**Provided information**:
----

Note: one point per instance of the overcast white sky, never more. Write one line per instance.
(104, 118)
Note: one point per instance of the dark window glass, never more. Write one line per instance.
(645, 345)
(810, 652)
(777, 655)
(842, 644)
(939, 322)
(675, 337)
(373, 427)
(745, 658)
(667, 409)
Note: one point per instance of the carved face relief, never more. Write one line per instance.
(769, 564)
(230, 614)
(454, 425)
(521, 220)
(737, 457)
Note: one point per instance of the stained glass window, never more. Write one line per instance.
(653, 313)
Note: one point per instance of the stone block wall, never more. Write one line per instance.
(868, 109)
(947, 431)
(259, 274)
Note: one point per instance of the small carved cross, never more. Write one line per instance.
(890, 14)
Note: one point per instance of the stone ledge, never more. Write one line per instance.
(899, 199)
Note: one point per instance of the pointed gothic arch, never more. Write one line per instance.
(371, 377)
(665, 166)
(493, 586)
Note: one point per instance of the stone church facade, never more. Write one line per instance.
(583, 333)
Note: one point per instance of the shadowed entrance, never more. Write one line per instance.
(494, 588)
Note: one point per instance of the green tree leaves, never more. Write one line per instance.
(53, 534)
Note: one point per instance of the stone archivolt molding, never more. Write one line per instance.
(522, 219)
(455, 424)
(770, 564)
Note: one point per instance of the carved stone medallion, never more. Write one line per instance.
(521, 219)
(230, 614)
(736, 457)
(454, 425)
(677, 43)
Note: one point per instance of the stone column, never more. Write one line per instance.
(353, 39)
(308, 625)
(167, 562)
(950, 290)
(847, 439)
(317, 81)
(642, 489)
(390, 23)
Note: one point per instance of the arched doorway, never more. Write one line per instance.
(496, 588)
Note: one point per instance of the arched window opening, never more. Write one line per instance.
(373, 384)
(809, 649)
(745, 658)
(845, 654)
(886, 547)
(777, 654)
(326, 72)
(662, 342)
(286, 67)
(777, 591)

----

**What the task requires**: Reproduce all of the material above word for word, keeping every line in its original order.

**Solution for this exercise**:
Note: one point per instance of the overcast white sky, never more. Write one line per instance.
(104, 118)
Note: one point per instance of the dark window glass, never more. Write one line per instance.
(645, 345)
(810, 652)
(777, 655)
(842, 644)
(939, 322)
(675, 337)
(373, 427)
(745, 658)
(667, 409)
Note: one point per instance of the carved face relief, never more. Write one line per instance.
(769, 564)
(230, 614)
(454, 425)
(521, 220)
(737, 457)
Note: one point per instance of the stained glass window, never more. Write one line per instance.
(653, 313)
Note: one point per instance of the stone block wall, never more. Write one line per instance.
(868, 109)
(947, 431)
(259, 274)
Note: one point per instance of the small carved cross, never more. Write one line per instance.
(890, 14)
Note: one point per instance of the stone ledge, never more. Write one line per instance.
(899, 199)
Note: one point per instance of the pointed gothic arch, never more. Write one line per instance.
(371, 377)
(665, 166)
(493, 586)
Note: one point per instance of the stone church facade, never more. Write one line per instance.
(583, 333)
Note: one point per instance of the shadowed entrance, never more. Write one line per instance.
(494, 588)
Note: one point per instance of the green tree leaves, never more. Write one line per instance.
(53, 534)
Note: one point per instance of the stone archivolt molding, never more. Write one line per instance.
(522, 219)
(455, 424)
(770, 564)
Note: one point per instance of the carved stone medallion, never more. Write one line per instance.
(521, 219)
(230, 614)
(736, 457)
(454, 425)
(677, 43)
Note: one point per instance of the stone column, never more. Write one line per instance.
(353, 39)
(308, 625)
(167, 562)
(950, 290)
(847, 439)
(317, 81)
(642, 489)
(390, 23)
Note: one point per instance of the arched doorway, never more. Write one line per instance.
(496, 588)
Note: one point per instance of the arched window opening, never more. Write one line per instance.
(373, 384)
(809, 649)
(745, 658)
(845, 654)
(886, 547)
(777, 654)
(326, 72)
(662, 342)
(286, 67)
(777, 591)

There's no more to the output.